= SOURCE RECORDS =
=======

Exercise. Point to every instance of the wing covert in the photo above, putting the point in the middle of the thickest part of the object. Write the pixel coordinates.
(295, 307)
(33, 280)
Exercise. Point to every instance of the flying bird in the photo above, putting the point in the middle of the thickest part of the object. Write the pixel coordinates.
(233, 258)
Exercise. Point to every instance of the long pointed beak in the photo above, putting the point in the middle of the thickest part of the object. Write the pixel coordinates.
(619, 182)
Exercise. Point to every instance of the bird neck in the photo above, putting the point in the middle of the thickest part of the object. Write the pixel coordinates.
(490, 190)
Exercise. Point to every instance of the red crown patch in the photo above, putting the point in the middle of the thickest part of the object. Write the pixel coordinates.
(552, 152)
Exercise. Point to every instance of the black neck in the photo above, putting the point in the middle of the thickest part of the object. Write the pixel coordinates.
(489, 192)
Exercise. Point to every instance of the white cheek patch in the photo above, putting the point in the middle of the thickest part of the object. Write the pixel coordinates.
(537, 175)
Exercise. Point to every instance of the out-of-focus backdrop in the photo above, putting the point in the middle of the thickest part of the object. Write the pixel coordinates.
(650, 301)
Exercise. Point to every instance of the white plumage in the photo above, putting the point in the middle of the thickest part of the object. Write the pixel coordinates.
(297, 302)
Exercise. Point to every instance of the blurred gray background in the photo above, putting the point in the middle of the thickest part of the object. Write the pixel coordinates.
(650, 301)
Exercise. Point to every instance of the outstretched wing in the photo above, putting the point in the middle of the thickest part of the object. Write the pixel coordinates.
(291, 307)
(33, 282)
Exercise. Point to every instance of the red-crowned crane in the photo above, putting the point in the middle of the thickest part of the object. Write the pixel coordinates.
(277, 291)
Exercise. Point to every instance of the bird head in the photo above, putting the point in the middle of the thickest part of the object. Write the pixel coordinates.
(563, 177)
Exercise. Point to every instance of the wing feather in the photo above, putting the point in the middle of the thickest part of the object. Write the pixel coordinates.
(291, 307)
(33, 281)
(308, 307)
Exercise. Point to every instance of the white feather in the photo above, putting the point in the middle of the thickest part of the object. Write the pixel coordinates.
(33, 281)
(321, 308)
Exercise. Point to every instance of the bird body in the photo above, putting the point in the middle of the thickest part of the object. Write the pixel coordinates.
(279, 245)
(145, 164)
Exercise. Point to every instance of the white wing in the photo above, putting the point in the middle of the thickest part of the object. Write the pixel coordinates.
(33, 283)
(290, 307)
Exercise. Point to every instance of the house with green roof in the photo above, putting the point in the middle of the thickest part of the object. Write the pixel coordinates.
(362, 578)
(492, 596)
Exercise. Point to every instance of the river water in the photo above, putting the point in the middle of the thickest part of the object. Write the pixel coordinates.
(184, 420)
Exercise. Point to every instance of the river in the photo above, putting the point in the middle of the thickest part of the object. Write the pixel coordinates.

=======

Retype all of the material, keeping each line exact.

= EXERCISE RESPONSE =
Exercise. Point to every instance of the wing covert in the photo above, putting the point in the middle of the thickest part of the object. Write the pixel coordinates.
(295, 307)
(33, 280)
Exercise. Point to every instance of the flying bird in the photo above, putting the point in the middle of the thickest part of the object. Write the pixel coordinates.
(233, 258)
Exercise. Point to every instance of the long pointed beak in the photo above, putting the point in the middle of the thickest part of the object. Write the pixel coordinates.
(619, 182)
Exercise. Point to every instance of the bird neck in the photo above, putting the point in the middle of the thickest part of the object. Write the pixel coordinates.
(490, 190)
Exercise. Point to every instance of the red crown patch in the photo above, putting the point in the middle of the thickest part of the object. Write the pixel coordinates.
(552, 152)
Exercise. Point to every instance of the black neck in the photo above, putting the point in the middle of the thickest part of the object. Write the pixel coordinates.
(489, 192)
Exercise. Point to every instance of the white cheek patch in the photo above, putting the point in the middle of the thickest part of the object. Write the pixel coordinates.
(537, 175)
Exercise. Point to every instance of the out-of-focus backdrop in the photo above, putting the point in the middle of the thickest part of the object. Write the pixel coordinates.
(650, 301)
Exercise. Point to every instance of the white plumage in the photo above, putting the point in the middle of the thickest part of the object. Write the pixel coordinates.
(297, 302)
Exercise. Point to every instance of the blurred gray background in the photo above, putting the point in the middle of the thickest part of the object. Write the pixel coordinates.
(650, 301)
Exercise. Point to every instance of the outstretched wing in the photo above, putting the point in the middle of the thickest part of the object. Write the pixel coordinates.
(291, 307)
(33, 282)
Exercise. Point to every instance of the red-crowned crane in the photo above, putting the point in the middle of the thickest part of the object. Write the pixel coordinates.
(277, 291)
Exercise. Point to every instance of the bird head in the photo above, putting the point in the middle of the thickest part of the object. Write the pixel coordinates.
(563, 177)
Exercise. Point to every instance of the wing feather in the photo above, putting the point in the middle of the thickest part of the object. Write the pixel coordinates.
(291, 307)
(33, 281)
(308, 307)
Exercise. Point to every instance of the white feather in the photo above, putting the point in the middle of the thickest part of the object. Write the pixel coordinates.
(33, 281)
(321, 308)
Exercise. Point to every instance of the bird body in the photo above, putting the point in the middle of the thickest part of the object. Write the pixel coordinates.
(279, 245)
(145, 164)
Exercise. Point to every instance of the white wing in the photo above, putting the point in the middle of the thickest part of the object. Write the pixel coordinates.
(33, 283)
(290, 307)
Exercise. Point to every instance of the house with green roof in the photo above, putting the point in the middle of the thickest part of the object. Write the pixel coordinates.
(362, 578)
(492, 596)
Exercise. Point to every instance of the river water in the photo above, putting the point in the middle of the thickest part of the object. Write the pixel coordinates.
(184, 420)
Exercise. Point to every instance of the river in the photo above, putting the point in the middle of the thickest part of the object. Write the pixel coordinates.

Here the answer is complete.